§ What to produce
Return every line of the items below that contains the word "wooden", copying each such line in full.

§ Material for this task
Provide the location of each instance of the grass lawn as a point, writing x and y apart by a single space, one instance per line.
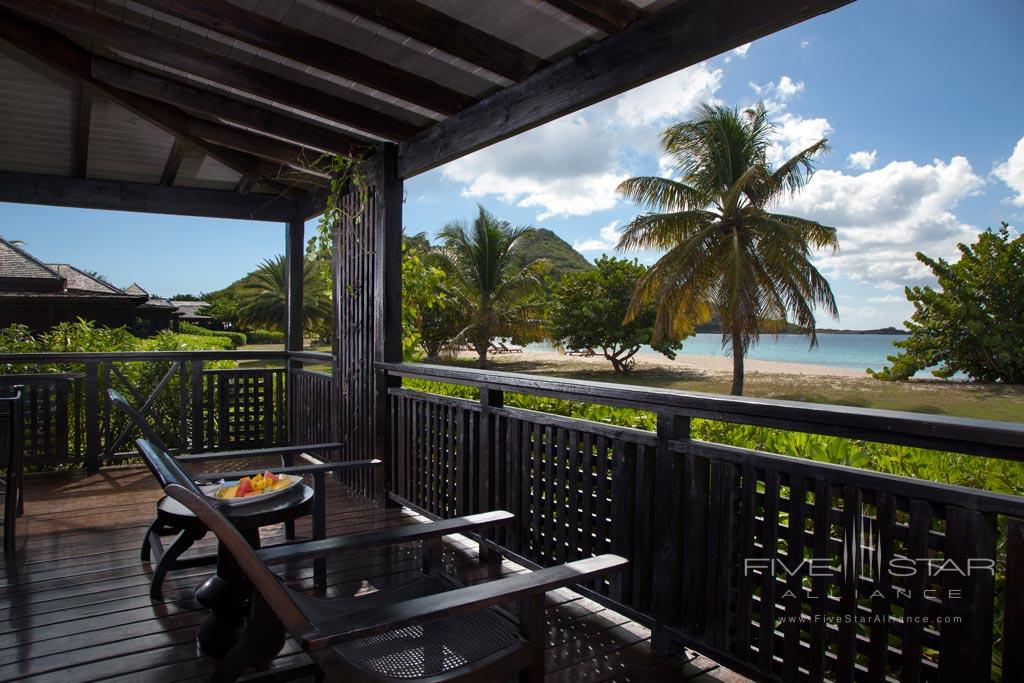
* * *
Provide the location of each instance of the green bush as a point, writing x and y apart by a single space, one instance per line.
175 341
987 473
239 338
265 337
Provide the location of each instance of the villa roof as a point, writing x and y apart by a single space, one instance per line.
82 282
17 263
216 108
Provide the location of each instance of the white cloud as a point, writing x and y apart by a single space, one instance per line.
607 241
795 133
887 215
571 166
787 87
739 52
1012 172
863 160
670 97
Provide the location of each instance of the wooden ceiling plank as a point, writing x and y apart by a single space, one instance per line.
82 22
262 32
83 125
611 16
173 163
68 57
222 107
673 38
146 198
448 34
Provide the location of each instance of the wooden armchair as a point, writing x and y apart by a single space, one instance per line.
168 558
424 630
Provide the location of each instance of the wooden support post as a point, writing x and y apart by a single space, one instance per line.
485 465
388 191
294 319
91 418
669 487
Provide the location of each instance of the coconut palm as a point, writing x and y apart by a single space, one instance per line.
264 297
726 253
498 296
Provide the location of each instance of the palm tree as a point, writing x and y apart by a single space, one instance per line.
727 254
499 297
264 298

§ Task output
Provide the location of each instance of the wooden ceiling plank as a point, writing x and y apart by a single space, one instance per line.
Provide the location of each instance of the wooden armchair as a point, writing x and y apart by a single space, one instance per line.
Provide the location of each instance of the wooden support post as a point, writing x and y apart by a single space, one instance per line.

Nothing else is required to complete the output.